Copy the entries below, replacing "photograph" with "image" wherever it occurs and keeping every other word the same. Leave the pictures out of your answer.

#### Stored entries:
------------------------------------------------
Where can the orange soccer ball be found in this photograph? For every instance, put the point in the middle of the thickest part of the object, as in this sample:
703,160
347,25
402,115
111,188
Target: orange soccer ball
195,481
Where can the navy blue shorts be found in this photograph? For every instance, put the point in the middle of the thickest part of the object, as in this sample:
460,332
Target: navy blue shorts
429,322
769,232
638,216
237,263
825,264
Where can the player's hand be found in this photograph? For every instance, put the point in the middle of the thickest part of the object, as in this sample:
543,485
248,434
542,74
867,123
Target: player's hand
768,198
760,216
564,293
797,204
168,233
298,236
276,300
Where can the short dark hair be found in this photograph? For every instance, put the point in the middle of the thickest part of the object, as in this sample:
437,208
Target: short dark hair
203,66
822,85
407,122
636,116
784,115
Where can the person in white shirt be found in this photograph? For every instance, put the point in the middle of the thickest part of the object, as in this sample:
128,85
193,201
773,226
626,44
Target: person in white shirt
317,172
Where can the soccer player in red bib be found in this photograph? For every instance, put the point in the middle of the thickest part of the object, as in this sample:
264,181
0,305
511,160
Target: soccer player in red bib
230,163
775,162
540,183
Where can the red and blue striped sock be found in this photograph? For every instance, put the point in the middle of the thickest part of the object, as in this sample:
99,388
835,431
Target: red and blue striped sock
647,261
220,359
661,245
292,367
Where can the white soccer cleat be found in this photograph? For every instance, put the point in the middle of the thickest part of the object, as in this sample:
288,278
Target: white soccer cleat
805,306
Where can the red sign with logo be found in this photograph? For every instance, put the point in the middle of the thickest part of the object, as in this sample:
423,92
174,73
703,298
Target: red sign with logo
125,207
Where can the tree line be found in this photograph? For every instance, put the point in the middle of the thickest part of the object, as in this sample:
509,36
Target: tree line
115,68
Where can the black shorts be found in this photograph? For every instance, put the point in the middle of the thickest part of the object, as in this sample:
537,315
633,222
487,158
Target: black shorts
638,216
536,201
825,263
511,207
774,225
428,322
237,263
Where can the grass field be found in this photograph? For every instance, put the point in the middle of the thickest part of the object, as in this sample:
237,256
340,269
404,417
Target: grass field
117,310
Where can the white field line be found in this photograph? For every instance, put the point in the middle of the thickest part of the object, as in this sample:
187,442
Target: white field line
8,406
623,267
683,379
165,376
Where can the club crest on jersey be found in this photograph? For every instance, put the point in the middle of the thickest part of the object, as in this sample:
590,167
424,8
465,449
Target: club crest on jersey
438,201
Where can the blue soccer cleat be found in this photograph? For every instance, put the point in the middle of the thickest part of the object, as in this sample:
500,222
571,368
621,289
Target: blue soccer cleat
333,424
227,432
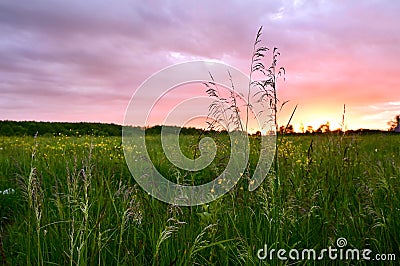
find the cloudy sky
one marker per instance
(83, 60)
------------------------------------------------
#### Response to this task:
Where can the orange soccer ball be found in this image? For every instance, put the point in the middle of the thickest part of the object, as in this sample:
703,160
347,25
402,115
111,188
Target: orange soccer ball
195,481
Where can the navy blue shorts be found in this image? For every instance, put the point in the middle of the thickest part of the object, as in this sample:
460,332
Target: navy blue shorts
429,322
769,232
638,216
237,263
825,264
Where can the player's hand be found in this image? For every instance, put the point in the middle of the thickest part of the object, as in this sample:
543,485
248,434
542,74
867,123
Target: player's hand
768,198
760,216
564,293
797,204
168,233
298,236
276,300
Where can the short dark hair be found in this image? For every instance, put the point in the middle of the thickest part of the object, as in this sample:
437,208
Target: short dark hair
203,66
822,85
407,122
636,116
784,115
Where can the person in white shirt be found in this image? For every instance, put the point in the middle of the thickest part of the object, as in this sample:
128,85
193,201
773,226
626,44
Target: person in white shirt
317,172
Where can the soccer player in red bib be found in this image? For every instance, put the point in the middle of the thickest part of the object, as in this sample:
264,181
0,305
511,160
Target: soccer player in red bib
230,163
775,162
540,183
Where can the red and blue striped sock be found in this image? For every instance, put the point in the middle of the thickest part of the object, as in this sample:
99,388
835,431
Target: red and blue striped sock
647,261
220,359
661,245
292,367
Where can the white soccer cleat be found in this image? For every instance, put the point in the middle of the thickest part of the object, as in this sample:
288,278
Target: white soccer cleat
805,306
Where can the red sign with logo be found in this image? For every instance, put the point in the middle of the thickest part of the object, as in this sample:
423,92
174,73
703,298
Target: red sign with logo
125,207
Where can the tree line be found in this image? For every instance, put the point in the middle of the thickest part of the object, as in this sample:
509,36
Target: tree line
115,68
Where can the black shorts be found in this image? For every instance, put the point in the middle of the thickest part of the object, as in this sample:
537,315
633,222
487,158
Target: black shorts
638,216
536,201
825,263
511,207
774,225
428,322
237,263
Where can the grass field be found in this image? For every instance, put the point in the middle of the thickest part of the object, as in this sample:
237,256
340,269
404,417
Target: grass field
117,310
Where can the white field line be found in this image? For every instance, put the point in the middle of the thickest part of the object, as in this sample:
187,442
Target: white field line
8,406
623,267
683,379
165,376
Where can the club crest on jersey be found in this image? For every instance, put the point in the middle of the thickest part of the object, as in this sample:
590,167
424,8
465,449
Target: club crest on jersey
438,201
Where can the blue soccer cleat be found in this image? For every instance, put the point in the middle of the thickest part of the object, as in this sample:
500,222
571,368
621,289
Target: blue soccer cleat
333,424
227,432
find the cloudy sky
one marker per instance
(83, 60)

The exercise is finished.